# Exercise:
Return every line of the records below that contains the word "clicks", and copy each such line in full.

# The records:
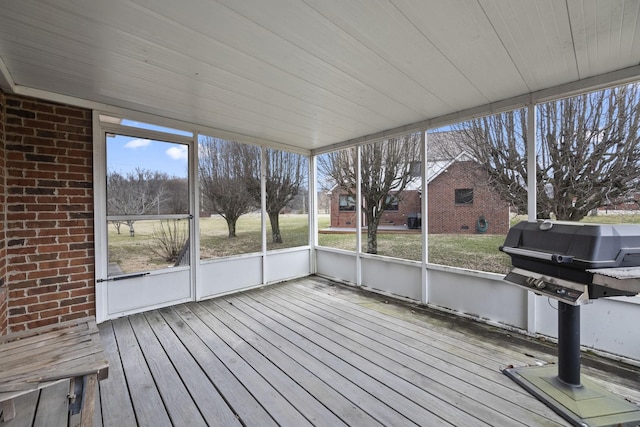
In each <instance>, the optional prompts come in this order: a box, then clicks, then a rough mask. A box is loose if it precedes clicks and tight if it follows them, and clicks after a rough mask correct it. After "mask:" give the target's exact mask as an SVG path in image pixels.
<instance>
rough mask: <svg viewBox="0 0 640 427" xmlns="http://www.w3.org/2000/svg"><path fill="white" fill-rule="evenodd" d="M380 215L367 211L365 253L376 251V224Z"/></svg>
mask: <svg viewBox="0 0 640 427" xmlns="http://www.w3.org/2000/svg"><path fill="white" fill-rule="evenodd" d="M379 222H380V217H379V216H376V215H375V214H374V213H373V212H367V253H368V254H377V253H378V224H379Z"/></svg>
* * *
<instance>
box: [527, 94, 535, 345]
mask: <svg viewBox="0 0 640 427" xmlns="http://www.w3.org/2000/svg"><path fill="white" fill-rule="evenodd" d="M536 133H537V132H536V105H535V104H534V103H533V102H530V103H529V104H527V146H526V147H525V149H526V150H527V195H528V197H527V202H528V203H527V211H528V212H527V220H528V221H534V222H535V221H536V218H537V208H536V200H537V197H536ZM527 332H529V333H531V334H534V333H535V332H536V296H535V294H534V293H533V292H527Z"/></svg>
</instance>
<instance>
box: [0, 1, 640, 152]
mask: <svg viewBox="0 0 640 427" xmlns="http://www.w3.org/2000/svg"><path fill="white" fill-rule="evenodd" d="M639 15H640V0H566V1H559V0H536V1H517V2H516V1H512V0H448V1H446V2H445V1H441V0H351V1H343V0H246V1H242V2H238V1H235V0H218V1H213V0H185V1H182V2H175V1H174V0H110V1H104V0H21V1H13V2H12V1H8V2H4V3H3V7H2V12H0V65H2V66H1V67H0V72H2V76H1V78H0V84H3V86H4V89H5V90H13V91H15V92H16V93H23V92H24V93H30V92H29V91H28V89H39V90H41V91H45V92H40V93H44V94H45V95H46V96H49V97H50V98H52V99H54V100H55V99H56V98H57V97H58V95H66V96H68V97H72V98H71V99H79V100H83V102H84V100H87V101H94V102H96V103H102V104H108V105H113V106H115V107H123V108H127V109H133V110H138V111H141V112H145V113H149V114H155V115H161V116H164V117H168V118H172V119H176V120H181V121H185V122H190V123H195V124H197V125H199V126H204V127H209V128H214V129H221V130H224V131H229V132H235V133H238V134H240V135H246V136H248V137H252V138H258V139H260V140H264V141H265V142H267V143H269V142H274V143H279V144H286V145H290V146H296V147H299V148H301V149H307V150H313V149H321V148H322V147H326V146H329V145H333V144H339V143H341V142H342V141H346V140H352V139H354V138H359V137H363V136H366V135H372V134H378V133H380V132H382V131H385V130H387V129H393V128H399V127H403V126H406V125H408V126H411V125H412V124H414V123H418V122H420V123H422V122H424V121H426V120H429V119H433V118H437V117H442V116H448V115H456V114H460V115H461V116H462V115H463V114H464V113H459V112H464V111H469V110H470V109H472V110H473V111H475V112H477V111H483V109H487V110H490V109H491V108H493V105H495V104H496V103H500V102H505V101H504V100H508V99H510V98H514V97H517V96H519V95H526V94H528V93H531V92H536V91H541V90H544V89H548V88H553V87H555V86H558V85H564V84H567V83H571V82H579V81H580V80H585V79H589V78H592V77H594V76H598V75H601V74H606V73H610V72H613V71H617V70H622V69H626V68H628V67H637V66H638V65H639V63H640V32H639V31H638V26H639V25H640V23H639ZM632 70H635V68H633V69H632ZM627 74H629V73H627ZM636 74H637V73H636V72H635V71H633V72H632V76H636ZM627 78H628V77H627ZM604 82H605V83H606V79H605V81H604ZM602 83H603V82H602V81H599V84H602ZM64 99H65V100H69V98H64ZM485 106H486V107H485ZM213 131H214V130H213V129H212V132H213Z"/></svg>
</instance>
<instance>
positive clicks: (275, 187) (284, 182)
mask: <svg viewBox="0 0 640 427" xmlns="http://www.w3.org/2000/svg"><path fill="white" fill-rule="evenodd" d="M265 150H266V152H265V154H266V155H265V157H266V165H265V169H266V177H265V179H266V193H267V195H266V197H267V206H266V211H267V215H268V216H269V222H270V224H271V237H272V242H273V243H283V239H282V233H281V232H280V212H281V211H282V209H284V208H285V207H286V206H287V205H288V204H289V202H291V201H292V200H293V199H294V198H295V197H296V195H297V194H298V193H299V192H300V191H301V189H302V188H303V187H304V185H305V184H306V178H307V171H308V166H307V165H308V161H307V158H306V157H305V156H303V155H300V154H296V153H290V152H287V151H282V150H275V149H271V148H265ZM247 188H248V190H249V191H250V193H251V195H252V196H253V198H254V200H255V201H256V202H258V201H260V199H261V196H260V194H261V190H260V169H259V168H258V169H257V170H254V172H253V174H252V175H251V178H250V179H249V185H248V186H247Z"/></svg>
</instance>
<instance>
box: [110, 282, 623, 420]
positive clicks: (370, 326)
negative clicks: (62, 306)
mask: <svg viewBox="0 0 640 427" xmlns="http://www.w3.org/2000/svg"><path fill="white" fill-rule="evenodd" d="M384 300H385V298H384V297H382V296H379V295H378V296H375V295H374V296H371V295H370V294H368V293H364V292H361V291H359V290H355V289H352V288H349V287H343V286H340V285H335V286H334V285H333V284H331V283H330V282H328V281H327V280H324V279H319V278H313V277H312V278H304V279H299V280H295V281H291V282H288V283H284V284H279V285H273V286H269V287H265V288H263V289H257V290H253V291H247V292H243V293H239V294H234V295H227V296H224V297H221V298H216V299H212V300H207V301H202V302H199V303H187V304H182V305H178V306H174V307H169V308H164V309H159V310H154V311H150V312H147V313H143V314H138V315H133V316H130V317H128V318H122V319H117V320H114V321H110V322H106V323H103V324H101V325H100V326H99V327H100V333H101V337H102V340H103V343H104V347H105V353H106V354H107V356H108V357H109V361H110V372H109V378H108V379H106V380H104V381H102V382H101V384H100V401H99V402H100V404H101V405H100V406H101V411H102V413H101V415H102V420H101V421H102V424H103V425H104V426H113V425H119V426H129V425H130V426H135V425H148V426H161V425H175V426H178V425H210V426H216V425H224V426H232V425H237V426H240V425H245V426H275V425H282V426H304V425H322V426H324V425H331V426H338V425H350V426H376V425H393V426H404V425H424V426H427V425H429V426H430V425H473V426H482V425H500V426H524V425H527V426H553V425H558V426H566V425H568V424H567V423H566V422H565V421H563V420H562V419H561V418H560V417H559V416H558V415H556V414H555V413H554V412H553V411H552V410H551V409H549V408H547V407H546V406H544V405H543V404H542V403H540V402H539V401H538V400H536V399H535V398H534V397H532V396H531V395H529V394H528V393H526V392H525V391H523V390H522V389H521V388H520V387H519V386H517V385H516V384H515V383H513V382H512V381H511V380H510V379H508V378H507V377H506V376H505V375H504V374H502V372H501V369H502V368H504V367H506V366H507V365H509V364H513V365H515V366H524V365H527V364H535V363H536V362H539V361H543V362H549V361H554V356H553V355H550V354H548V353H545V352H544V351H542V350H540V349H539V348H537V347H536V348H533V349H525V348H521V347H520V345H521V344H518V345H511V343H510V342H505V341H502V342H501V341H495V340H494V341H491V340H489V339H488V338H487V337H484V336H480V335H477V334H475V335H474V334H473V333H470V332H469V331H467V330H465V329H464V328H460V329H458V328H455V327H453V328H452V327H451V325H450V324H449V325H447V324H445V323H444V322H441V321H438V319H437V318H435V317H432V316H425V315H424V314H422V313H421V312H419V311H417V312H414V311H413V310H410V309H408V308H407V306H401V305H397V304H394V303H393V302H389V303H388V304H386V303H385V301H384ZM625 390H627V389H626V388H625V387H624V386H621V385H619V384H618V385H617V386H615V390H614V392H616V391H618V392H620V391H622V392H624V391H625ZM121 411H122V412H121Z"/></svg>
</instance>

# Exercise result:
In each <instance>, the optional prompts come in this order: a box, then clicks, then a rough mask. A box is loose if it precedes clicks and tight if it follows them, and clicks after a rough mask correct it. After "mask:" give the target's exact mask as an SVG path in image pixels.
positive clicks: (275, 187) (284, 182)
positive clicks: (370, 326)
negative clicks: (62, 306)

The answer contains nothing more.